• Kutipan Sumber:
Banner

Rumah lelang Christie’s tepis tuduhan penjualan Al-Quran termahal di dunia

Manuskrip Al-Quran Persia abad ke-15 yang dijual pada Juni 2020 sebagai bagian dari lelang reguler Christie’s bertema “Seni Dunia Islam dan India” seharga 7 juta pound sterling (9,3 juta dolar AS, sekitar 135,6 miliar rupiah), harga tertinggi untuk sebuah Al-Quran. (Christie’s)

Jakarta (Indonesia Window) – Rumah lelang seni yang berbasis di London, Christie’s, menepis “tuduhan tidak berdasar” atas asal-usul barang lelang, menyusul skeptisisme atas asal-usul Al-Quran dari abad ke-15 yang dijual dengan harga paling tinggi di dunia.

Christie’s mengatakan pihaknya menghadapi kritik yang terus meningkat dari akademisi dan publik atas keabsahan barang lelang mengenai hal yang disebut sebagai alasan ideologis, menurut laporan Kantor Berita Arab Saudi (SPA).

Masalah tersebut mengemuka baru-baru ini ketika manuskrip Al-Quran Persia abad ke-15 dijual sebagai bagian dari lelang reguler Christie bertema “Seni Dunia Islam dan India” seharga 7 juta pound sterling (9,3 juta dolar AS, sekitar 135,6 miliar rupiah), harga tertinggi untuk sebuah Al-Quran.

• Bahan yang Disediakan:
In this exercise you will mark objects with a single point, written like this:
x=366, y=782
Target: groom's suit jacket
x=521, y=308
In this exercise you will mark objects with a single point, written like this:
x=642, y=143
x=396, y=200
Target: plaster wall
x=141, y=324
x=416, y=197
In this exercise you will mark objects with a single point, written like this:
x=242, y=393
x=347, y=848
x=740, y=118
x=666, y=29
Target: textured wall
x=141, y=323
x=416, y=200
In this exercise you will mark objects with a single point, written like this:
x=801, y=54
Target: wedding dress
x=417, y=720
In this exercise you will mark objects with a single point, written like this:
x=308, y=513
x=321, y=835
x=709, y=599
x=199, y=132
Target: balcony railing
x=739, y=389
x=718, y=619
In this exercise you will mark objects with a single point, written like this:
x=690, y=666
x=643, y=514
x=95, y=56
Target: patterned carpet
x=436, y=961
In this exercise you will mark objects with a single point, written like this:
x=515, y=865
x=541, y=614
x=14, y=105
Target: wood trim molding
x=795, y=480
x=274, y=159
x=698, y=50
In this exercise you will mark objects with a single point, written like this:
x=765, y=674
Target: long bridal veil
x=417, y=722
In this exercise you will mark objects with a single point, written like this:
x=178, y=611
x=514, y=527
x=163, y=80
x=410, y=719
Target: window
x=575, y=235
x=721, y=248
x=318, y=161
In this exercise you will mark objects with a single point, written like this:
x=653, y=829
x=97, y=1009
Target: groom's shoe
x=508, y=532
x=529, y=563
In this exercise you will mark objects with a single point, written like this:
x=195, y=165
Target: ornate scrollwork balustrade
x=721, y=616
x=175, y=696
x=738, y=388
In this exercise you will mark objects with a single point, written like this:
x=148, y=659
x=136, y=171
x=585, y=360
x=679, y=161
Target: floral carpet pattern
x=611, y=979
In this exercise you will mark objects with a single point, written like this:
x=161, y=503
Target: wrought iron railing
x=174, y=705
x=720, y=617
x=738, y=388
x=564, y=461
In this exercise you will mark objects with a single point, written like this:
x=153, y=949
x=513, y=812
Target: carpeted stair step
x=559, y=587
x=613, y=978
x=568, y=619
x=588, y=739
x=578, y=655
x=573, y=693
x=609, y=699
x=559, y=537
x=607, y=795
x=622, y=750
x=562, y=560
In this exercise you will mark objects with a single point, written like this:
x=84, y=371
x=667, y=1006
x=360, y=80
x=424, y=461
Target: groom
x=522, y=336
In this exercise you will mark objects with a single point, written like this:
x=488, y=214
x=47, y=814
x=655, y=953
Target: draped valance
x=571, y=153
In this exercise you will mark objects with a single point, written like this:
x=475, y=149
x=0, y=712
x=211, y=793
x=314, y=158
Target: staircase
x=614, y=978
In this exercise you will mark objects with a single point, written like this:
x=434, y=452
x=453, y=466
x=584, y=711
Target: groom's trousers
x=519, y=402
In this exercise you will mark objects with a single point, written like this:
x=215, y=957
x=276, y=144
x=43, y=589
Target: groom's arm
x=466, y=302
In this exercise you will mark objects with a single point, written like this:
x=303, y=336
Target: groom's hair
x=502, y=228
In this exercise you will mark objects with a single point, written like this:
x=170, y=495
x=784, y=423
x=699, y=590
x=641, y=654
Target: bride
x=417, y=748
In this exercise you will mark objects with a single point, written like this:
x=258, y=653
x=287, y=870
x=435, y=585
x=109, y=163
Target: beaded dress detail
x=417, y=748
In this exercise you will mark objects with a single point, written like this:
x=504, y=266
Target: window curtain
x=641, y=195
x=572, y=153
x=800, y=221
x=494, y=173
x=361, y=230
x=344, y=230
...
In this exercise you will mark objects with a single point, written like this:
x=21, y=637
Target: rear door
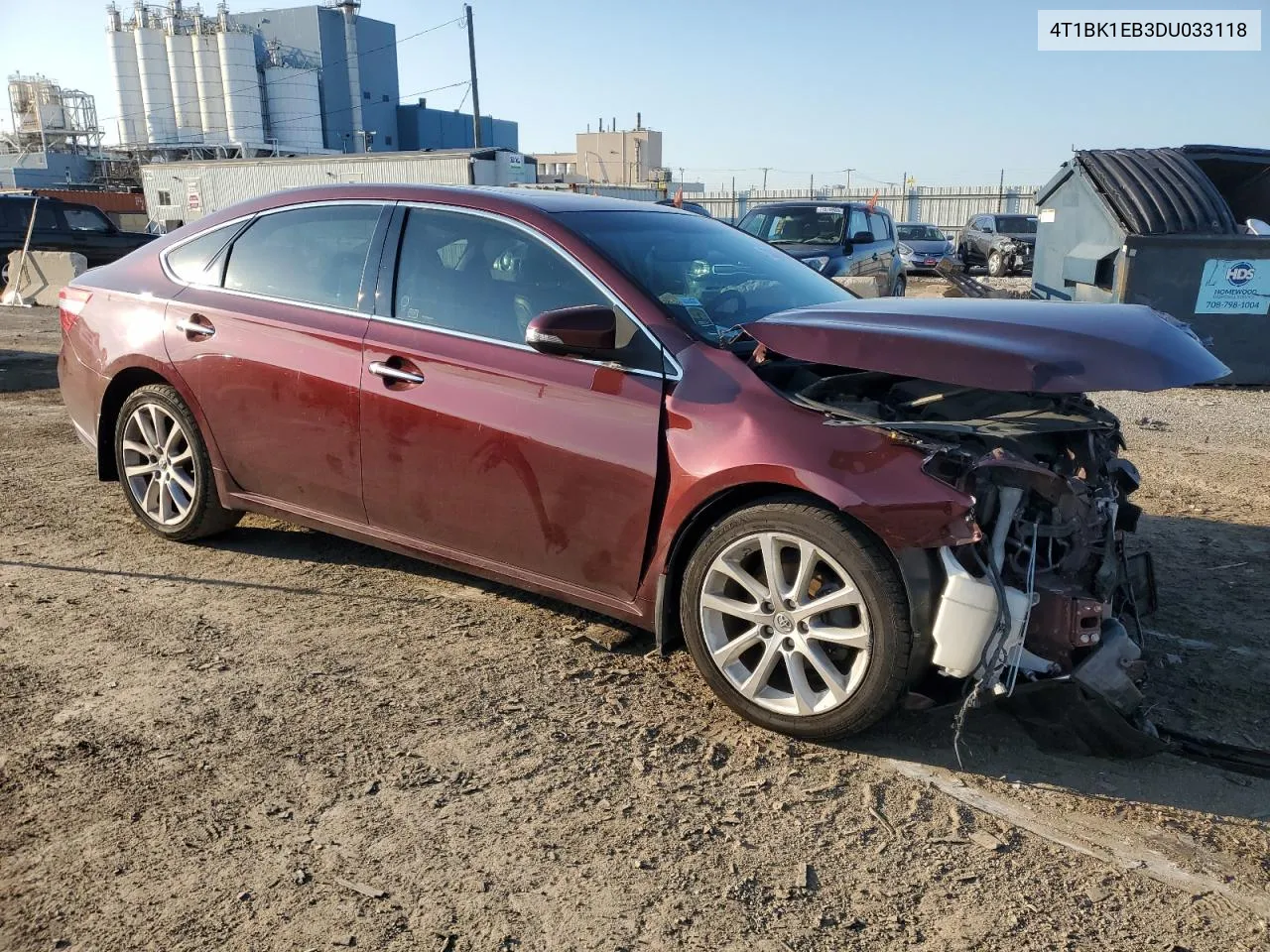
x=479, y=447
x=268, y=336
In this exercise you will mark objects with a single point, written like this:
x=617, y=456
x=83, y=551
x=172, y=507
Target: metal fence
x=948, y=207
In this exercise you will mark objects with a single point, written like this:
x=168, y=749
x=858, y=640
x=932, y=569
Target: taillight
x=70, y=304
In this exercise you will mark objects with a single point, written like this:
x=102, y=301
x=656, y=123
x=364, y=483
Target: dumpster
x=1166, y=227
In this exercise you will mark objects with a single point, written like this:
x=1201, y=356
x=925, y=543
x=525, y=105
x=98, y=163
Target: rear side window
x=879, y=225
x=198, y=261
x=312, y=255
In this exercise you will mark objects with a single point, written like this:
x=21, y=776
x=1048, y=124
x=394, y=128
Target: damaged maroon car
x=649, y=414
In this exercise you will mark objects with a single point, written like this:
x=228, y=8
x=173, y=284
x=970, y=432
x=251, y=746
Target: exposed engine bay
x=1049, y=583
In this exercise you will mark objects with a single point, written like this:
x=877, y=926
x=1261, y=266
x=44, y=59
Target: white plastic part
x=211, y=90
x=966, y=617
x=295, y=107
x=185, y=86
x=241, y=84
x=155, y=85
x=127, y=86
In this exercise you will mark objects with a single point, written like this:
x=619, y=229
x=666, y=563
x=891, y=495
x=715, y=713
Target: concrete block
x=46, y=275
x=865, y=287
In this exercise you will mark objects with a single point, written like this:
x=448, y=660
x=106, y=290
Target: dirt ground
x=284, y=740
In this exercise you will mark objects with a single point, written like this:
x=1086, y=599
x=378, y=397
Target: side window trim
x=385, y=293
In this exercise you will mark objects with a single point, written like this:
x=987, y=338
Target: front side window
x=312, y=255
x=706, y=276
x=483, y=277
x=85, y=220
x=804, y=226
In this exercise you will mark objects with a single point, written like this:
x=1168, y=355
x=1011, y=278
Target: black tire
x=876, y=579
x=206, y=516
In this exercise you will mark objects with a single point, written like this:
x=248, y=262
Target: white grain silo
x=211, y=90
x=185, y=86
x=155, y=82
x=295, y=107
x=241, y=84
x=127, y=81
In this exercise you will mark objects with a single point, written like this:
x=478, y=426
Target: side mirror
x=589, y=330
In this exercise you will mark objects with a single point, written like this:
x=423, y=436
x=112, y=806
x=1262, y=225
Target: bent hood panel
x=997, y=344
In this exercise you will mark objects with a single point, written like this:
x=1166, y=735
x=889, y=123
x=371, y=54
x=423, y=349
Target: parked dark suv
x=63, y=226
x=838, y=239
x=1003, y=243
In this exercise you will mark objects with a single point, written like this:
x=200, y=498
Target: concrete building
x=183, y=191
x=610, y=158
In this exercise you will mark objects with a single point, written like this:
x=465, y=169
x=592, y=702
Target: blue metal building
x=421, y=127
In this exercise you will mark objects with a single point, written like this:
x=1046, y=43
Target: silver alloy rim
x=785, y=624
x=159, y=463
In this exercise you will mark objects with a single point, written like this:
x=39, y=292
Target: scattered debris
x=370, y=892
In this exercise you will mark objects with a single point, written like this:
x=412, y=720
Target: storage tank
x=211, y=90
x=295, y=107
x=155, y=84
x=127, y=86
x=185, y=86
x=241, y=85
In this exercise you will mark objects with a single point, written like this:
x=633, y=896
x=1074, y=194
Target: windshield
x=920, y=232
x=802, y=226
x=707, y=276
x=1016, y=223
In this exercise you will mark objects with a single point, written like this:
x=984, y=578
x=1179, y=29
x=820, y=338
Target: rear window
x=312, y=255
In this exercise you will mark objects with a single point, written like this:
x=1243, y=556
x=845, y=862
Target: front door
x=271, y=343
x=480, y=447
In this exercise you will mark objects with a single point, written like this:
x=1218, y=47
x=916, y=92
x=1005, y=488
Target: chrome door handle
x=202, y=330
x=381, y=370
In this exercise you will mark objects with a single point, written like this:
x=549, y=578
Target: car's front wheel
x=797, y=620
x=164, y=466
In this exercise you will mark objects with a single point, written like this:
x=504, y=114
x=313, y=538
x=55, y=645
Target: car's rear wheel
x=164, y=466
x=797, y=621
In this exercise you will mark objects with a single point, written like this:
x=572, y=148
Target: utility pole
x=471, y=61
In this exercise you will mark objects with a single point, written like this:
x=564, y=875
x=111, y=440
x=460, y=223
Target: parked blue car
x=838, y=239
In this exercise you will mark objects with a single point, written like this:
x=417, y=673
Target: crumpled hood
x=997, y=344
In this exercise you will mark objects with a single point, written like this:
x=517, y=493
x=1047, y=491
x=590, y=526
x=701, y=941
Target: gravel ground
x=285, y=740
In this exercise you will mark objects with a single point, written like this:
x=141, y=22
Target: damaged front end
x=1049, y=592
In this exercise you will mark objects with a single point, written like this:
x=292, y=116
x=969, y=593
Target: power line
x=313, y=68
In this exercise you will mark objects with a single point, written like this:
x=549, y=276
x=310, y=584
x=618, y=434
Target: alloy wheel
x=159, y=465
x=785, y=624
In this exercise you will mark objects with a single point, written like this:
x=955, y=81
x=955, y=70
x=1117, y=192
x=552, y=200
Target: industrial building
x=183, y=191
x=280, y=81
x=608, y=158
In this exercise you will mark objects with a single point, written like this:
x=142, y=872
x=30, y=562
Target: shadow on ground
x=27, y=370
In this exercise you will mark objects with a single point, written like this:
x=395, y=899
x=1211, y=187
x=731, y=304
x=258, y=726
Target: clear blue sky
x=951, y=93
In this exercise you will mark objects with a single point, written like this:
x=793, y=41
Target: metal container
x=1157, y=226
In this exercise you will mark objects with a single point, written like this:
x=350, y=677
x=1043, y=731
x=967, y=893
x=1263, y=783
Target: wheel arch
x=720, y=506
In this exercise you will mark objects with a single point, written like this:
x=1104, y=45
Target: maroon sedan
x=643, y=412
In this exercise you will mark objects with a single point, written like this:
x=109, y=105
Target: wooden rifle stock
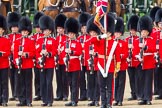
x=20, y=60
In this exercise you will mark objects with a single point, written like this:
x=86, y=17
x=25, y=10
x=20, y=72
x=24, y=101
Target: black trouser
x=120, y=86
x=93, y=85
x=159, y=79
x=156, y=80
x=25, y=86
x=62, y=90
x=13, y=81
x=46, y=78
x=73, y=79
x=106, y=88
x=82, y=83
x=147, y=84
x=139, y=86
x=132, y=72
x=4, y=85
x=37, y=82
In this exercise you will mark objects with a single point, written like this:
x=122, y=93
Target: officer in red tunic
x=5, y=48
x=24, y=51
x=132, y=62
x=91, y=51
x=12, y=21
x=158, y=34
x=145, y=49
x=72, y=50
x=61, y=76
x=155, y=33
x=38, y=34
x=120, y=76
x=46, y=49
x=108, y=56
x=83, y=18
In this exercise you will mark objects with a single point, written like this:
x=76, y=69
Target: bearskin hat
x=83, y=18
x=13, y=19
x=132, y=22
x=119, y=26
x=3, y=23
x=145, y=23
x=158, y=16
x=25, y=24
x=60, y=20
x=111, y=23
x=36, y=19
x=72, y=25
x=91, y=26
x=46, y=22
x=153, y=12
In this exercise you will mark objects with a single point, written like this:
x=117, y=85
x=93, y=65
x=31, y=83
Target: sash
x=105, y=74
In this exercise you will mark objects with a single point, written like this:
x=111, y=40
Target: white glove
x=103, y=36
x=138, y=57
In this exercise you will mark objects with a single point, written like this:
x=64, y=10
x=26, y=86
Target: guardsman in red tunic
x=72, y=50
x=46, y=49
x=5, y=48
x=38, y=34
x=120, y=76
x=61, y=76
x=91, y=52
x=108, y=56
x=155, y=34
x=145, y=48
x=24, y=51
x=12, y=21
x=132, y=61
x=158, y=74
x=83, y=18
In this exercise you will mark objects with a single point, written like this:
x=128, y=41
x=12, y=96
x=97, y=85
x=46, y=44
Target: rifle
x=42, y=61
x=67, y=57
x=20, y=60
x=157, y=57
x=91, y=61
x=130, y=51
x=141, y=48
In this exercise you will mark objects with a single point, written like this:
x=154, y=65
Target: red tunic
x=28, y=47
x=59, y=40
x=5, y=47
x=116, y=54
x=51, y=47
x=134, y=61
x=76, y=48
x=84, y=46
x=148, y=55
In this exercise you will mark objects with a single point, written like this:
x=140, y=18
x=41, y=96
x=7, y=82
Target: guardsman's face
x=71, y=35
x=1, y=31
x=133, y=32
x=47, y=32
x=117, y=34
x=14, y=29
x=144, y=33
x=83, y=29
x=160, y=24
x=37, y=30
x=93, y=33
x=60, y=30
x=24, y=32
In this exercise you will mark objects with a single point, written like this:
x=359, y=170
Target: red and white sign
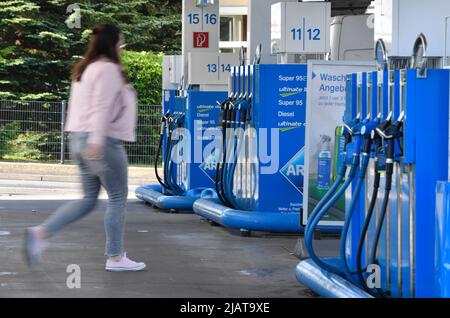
* * *
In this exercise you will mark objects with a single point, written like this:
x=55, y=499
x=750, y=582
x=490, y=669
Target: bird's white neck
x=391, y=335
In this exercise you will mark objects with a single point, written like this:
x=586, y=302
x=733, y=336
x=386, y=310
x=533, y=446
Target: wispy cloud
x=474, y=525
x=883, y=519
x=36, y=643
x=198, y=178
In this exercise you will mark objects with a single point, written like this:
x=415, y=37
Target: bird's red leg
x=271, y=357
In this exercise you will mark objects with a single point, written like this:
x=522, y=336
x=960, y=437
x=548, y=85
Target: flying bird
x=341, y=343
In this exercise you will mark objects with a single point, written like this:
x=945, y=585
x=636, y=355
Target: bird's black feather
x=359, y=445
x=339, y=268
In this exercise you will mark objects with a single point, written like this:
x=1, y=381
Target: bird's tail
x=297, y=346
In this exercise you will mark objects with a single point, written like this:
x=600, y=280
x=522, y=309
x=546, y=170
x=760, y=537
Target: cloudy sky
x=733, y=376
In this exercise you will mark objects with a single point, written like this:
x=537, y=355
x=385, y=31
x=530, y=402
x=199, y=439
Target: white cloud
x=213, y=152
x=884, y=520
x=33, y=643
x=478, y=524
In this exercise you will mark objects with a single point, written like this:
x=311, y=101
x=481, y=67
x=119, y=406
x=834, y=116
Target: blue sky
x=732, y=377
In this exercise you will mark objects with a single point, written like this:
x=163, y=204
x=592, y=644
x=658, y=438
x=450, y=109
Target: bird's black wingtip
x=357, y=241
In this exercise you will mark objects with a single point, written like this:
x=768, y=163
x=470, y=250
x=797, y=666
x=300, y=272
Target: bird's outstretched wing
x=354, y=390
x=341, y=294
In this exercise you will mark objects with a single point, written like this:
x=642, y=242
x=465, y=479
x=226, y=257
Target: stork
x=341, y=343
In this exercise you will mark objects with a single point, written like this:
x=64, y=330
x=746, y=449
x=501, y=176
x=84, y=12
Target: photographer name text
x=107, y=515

• Tugas yang Dikerjakan:
1. Sebutkan semua mata uang yang muncul dalam kutipan sumber tentang lelang Christie's.
2. Tolong tuliskan ulang secara persis bagian kutipan sumber di antara "Rumah lelang Christie’s" dan "Arab Saudi (SPA).", termasuk keduanya.

• Hasil Akhir:
1.
- pound sterling
- dolar AS
- rupiah

2.
Rumah lelang Christie’s tepis tuduhan penjualan Al-Quran termahal di dunia

Manuskrip Al-Quran Persia abad ke-15 yang dijual pada Juni 2020 sebagai bagian dari lelang reguler Christie’s bertema “Seni Dunia Islam dan India” seharga 7 juta pound sterling (9,3 juta dolar AS, sekitar 135,6 miliar rupiah), harga tertinggi untuk sebuah Al-Quran. (Christie’s)

Jakarta (Indonesia Window) – Rumah lelang seni yang berbasis di London, Christie’s, menepis “tuduhan tidak berdasar” atas asal-usul barang lelang, menyusul skeptisisme atas asal-usul Al-Quran dari abad ke-15 yang dijual dengan harga paling tinggi di dunia.

Christie’s mengatakan pihaknya menghadapi kritik yang terus meningkat dari akademisi dan publik atas keabsahan barang lelang mengenai hal yang disebut sebagai alasan ideologis, menurut laporan Kantor Berita Arab Saudi (SPA).